Excerto do texto:
___

Há exemplos de mercados "semelhantes" que nos devem servir de alerta; países onde a centralização dos direitos televisivos "encurtou" distâncias a nível interno, mas que atirou para o campo da irrelevância internacional os seus principais clubes. Na Turquia, Galatasaray, Besiktas e Fenerbahçe "desapareceram" da elite europeia; na Polónia, Legia de Varsóvia ou Lech Poznan não têm qualquer expressão além-fronteiras; na Bélgica, Anderlecht e Club Brugge estão longe de serem relevantes na Liga dos Campeões.
E nos Países Baixos? O campeonato que acabou de ficar com o sexto lugar que era de Portugal também negoceia coletivamente os direitos televisivos e, para lá de todas as qualidades, também tem visto os seus grandes clubes perderem força internacional. À exceção do Ajax em 2018/2019, grandes campanhas na "Champions" são utópicas para clubes como o de Amesterdão, o PSV ou o Feyenoord. Portanto, maior competitividade interna (discutível, ainda assim) mas irrelevância nos principais palcos europeus. É esse o exemplo maior.
O receio que esse efeito aconteça em Portugal é imenso, não o nego. FC Porto e Benfica, sobretudo, são amplamente mais competitivos na Liga dos Campeões do que qualquer um dos "grandes" clubes dos países acima referidos; e é por isso que o nosso campeonato tem sido, em regra, o sexto mais cotado, ora com aproximações ao quinto lugar, ora com quedas para o sétimo. Mas se retirarmos poder aos principais clubes, o caminho dificilmente será melhor.
A minha reticência não se prende exclusivamente à centralização dos direitos que, per si, não é errada. Prende-se com exemplo concretos que demonstram uma realidade diferente daquela que muitos imaginam possa vir a acontecer; e agarra-se a um medo inevitável de quem conhece o modus operandi do futebol português. Mais dinheiro para administrações mal geridas é um desastre à espera de acontecer. Querem exemplos? Vamos a isso.
Académica OAF e Belenenses estão nos campeonatos secundários; Santa Clara, Paços de Ferreira, Marítimo e Estoril-Praia lutam pela manutenção atualmente; Rio Ave e FC Arouca já estiveram na Segunda Liga nos últimos anos e o Vitória SC é um exemplo crónico de má gestão e incapacidade de gerar o potencial existente. O que é que todos estes clubes têm em comum, para além das dificuldades óbvias? Foram os representantes portugueses na Europa fora do "top-4" na última década.
Nove emblemas que chegaram aos palcos - e ao dinheiro - do futebol europeu sem que daí resultasse uma melhor gestão desportiva ou financeira. Seria profundamente ignorante não ter em consideração as idiossincrasias do mundo do futebol em Portugal, um país onde a corrupção anda de mãos dadas com a normalidade, onde o amadorismo nos gabinetes ainda é uma verdade reinante e onde mais dinheiro, por norma, representa uma tentação ainda maior para fazer o mal e não o bem."

___

(Entradas de marcação e rotulagem)
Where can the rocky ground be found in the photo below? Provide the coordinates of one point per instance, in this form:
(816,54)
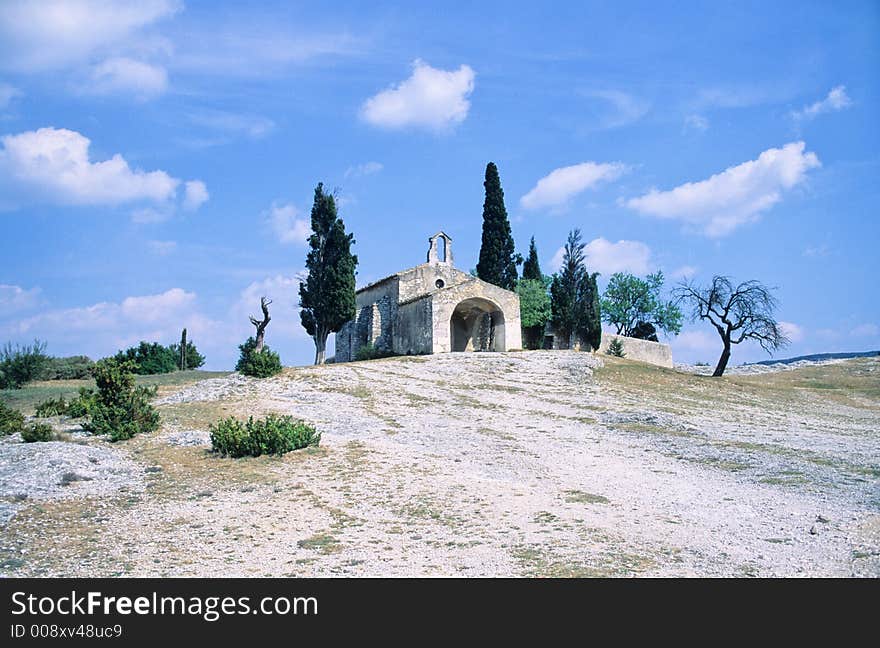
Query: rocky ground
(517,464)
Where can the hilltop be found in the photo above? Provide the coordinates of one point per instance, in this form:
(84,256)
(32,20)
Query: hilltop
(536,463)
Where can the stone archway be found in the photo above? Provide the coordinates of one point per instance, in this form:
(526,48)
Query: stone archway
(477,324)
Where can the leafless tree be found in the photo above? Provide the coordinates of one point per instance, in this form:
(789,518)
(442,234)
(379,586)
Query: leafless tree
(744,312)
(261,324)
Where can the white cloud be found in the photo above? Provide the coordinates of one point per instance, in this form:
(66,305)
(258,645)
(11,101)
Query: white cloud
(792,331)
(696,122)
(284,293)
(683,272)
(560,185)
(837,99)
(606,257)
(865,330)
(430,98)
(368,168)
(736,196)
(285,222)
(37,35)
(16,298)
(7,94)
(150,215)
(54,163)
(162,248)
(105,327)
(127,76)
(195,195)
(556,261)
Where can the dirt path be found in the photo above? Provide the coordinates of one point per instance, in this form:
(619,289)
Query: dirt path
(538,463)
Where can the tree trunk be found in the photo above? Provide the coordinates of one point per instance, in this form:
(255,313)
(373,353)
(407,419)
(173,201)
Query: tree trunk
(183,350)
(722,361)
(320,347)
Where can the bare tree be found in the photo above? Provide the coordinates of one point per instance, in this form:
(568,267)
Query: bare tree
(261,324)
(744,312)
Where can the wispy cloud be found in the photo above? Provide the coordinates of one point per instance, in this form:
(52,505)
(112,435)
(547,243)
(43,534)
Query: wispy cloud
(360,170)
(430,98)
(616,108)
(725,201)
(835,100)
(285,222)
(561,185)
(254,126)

___

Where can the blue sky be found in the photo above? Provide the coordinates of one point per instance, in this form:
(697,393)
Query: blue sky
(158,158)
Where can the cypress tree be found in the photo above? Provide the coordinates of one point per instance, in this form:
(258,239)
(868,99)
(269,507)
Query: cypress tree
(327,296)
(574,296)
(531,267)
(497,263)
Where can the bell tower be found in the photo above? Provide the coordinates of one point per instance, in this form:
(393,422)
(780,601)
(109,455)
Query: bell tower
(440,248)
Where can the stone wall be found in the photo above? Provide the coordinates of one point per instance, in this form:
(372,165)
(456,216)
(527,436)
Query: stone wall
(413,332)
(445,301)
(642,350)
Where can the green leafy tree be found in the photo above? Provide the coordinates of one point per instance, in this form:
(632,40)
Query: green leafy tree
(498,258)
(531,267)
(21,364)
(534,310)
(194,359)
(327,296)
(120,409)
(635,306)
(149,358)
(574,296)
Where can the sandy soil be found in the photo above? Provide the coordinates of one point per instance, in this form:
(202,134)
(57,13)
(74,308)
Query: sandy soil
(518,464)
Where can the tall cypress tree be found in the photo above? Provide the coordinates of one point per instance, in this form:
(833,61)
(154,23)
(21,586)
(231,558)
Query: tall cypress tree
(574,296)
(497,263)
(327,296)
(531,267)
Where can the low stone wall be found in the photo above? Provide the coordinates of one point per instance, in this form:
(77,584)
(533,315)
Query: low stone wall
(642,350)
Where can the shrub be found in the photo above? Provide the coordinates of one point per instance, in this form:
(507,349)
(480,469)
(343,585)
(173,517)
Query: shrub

___

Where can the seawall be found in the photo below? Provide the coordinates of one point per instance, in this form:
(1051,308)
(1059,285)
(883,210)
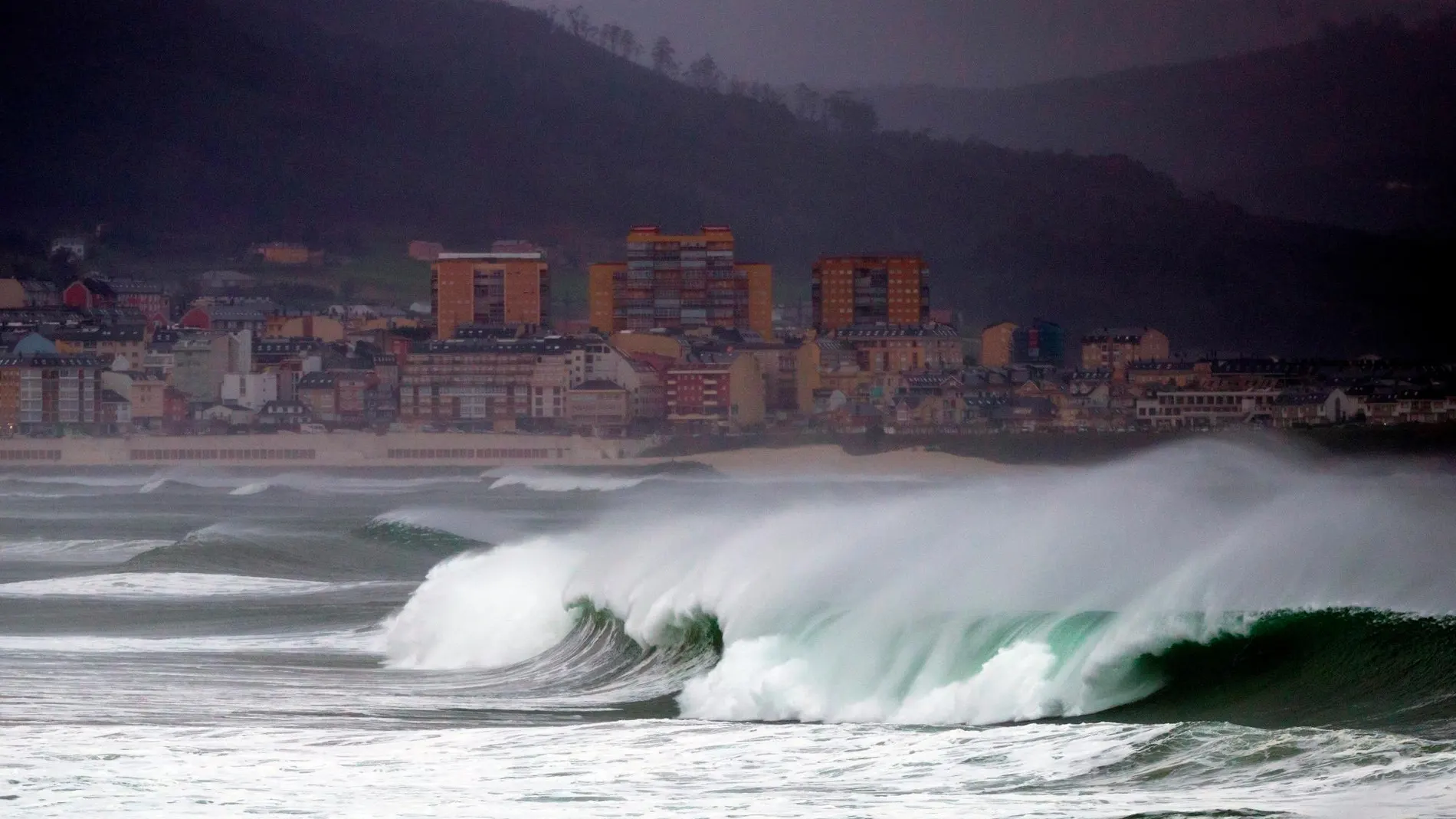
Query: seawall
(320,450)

___

Tarefas:
A – Consegue reescrever de forma mais breve o parágrafo do texto sobre os direitos televisivos que começa por "E nos Países Baixos?", mantendo os factos principais?
B – Pode reproduzir o trecho do texto sobre os direitos televisivos, começando em "Académica OAF e" e terminando em "na última década.", trocando "manutenção" por "permanência"?

Respostas por tarefa:
A – O campeonato dos Países Baixos ficou com o sexto lugar que era de Portugal. Também negoceia coletivamente os direitos televisivos e tem visto os seus grandes clubes perderem força internacional. Tirando o Ajax em 2018/2019, grandes campanhas na "Champions" são utópicas para o Ajax, o PSV ou o Feyenoord. O resultado é maior competitividade interna, ainda que discutível, mas irrelevância nos principais palcos europeus. É esse o exemplo maior.

B –
Académica OAF e Belenenses estão nos campeonatos secundários; Santa Clara, Paços de Ferreira, Marítimo e Estoril-Praia lutam pela permanência atualmente; Rio Ave e FC Arouca já estiveram na Segunda Liga nos últimos anos e o Vitória SC é um exemplo crónico de má gestão e incapacidade de gerar o potencial existente. O que é que todos estes clubes têm em comum, para além das dificuldades óbvias? Foram os representantes portugueses na Europa fora do "top-4" na última década.